Each entry here needs to be set down again exactly, please; pictures are left out.

▸ Image point annotation entries
○ ○ ○ ○
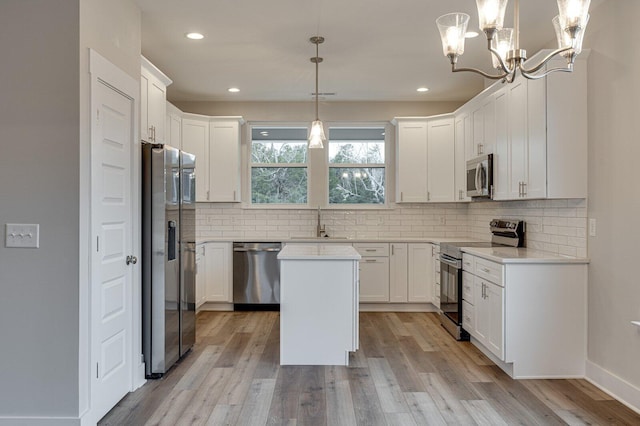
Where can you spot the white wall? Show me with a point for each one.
(614, 196)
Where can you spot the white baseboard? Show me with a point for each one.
(615, 386)
(39, 421)
(397, 307)
(215, 306)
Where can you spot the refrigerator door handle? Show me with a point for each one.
(173, 242)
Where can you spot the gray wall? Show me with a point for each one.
(39, 182)
(44, 171)
(614, 197)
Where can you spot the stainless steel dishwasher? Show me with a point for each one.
(256, 276)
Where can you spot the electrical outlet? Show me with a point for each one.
(22, 235)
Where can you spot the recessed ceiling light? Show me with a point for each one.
(194, 36)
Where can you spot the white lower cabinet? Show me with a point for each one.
(421, 273)
(489, 315)
(398, 273)
(530, 317)
(214, 273)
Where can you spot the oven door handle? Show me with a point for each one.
(451, 261)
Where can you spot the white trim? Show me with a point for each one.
(625, 392)
(102, 71)
(40, 421)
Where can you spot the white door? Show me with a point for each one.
(112, 224)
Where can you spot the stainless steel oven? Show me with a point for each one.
(504, 232)
(450, 295)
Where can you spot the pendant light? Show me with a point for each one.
(316, 136)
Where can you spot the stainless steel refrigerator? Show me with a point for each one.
(168, 256)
○ ○ ○ ○
▸ Response
Where can you spot the white wall? Show me with a point for each one.
(614, 196)
Where can you spot the white baseboard? Show me with a point for each one.
(615, 386)
(39, 421)
(397, 307)
(215, 306)
Where can you spot the refrigerator door handle? Show me with a point for each one.
(173, 242)
Where can you spot the gray wall? Show me with a point for each one.
(39, 182)
(44, 171)
(614, 197)
Where can you spot the stainless steel dishwasher? Show me with a point for each one.
(256, 276)
Where can you spot the electrical outlet? Show me with a point for each one.
(22, 235)
Where can you spot the recessed ceiling light? Show me with a point for each one.
(194, 36)
Where can you spot the white lower cabinet? Show me with a point for each one.
(421, 273)
(489, 315)
(398, 273)
(530, 317)
(214, 273)
Where can you spot the oven door handle? Show me with a point for each one.
(451, 261)
Where can you spot the white trim? Show me with a point for each one.
(625, 392)
(102, 71)
(40, 421)
Where can you spot the white door? Show me with a point for each one.
(112, 224)
Where can you spot the stainless steel oven? Show me with a point for each one.
(504, 232)
(450, 295)
Where can you spot the pendant light? Show me with a point for each one.
(316, 136)
Where can you spot the stainless steel refrigerator? Show me with a point for each one.
(168, 256)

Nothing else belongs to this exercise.